§ **Records supplied**

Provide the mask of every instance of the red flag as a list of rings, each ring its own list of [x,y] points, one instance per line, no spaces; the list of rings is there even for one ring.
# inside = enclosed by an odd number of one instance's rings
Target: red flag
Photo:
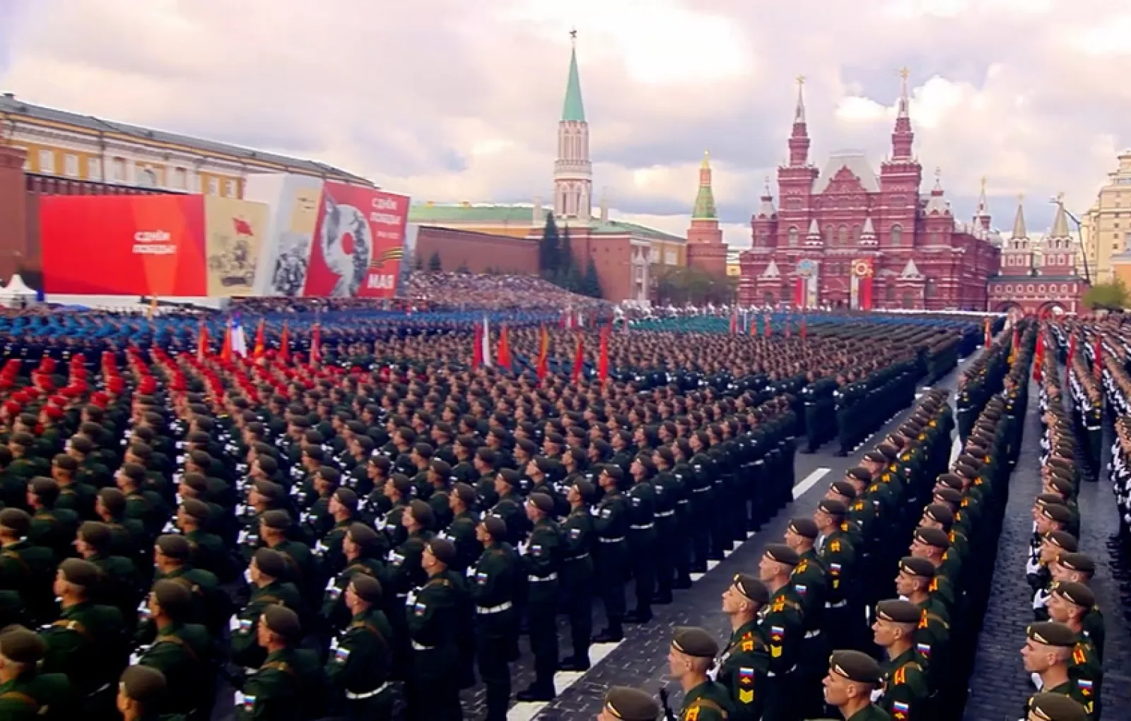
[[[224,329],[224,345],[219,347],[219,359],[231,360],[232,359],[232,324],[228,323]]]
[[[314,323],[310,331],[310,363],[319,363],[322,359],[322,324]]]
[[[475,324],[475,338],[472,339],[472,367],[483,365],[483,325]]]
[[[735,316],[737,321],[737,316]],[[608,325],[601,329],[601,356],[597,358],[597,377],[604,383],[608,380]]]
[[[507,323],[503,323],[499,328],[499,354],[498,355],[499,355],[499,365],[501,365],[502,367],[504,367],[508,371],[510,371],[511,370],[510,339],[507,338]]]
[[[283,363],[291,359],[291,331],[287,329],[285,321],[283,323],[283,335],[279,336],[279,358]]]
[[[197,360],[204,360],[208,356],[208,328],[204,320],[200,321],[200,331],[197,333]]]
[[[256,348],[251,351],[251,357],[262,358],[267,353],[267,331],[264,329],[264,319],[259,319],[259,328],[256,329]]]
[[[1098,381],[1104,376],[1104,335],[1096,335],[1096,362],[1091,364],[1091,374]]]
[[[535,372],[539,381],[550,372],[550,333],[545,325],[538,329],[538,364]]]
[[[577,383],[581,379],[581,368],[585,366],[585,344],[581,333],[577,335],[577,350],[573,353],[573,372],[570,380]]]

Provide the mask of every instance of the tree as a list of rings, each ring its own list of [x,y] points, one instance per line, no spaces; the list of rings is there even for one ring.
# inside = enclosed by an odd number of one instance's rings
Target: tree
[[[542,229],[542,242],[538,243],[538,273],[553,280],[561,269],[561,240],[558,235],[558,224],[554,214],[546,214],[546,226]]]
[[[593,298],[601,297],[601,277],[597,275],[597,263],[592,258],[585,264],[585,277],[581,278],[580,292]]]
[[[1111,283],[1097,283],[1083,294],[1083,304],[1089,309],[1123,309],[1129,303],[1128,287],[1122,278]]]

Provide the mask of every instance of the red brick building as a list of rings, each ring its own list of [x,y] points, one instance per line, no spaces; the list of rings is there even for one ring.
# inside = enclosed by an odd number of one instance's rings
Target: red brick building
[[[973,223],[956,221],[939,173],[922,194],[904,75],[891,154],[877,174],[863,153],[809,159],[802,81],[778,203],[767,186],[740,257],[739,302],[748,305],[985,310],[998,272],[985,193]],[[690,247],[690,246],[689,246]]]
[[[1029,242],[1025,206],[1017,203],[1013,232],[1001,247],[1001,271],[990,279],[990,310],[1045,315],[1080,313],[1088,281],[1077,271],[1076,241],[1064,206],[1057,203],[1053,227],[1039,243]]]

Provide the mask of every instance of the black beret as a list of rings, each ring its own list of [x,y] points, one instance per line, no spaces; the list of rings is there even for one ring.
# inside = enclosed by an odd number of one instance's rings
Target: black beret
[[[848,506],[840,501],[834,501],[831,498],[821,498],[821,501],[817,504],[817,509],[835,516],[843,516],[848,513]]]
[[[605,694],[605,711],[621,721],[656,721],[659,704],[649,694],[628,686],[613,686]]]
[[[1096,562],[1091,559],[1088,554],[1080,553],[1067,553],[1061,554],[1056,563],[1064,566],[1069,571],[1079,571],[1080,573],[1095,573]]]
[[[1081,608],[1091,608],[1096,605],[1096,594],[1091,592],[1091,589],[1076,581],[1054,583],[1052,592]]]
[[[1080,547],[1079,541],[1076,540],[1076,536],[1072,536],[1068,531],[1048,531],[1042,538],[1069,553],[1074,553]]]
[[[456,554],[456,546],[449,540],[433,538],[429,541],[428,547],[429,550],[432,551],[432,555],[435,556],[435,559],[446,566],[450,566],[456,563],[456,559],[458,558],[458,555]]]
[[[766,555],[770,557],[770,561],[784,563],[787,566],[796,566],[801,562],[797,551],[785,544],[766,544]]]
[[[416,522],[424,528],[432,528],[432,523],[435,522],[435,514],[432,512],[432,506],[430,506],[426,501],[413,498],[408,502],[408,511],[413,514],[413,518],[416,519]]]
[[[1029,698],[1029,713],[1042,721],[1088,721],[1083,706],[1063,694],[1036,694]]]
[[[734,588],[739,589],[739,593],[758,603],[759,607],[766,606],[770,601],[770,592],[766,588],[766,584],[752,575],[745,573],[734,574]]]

§ **What you have to do**
Show each line of the material above that contains the string "Target", copying every such line in full. Treat uppercase and lowercase as different.

§ **Response**
Target: red flag
Target: tree
Target: red brick building
Target: black beret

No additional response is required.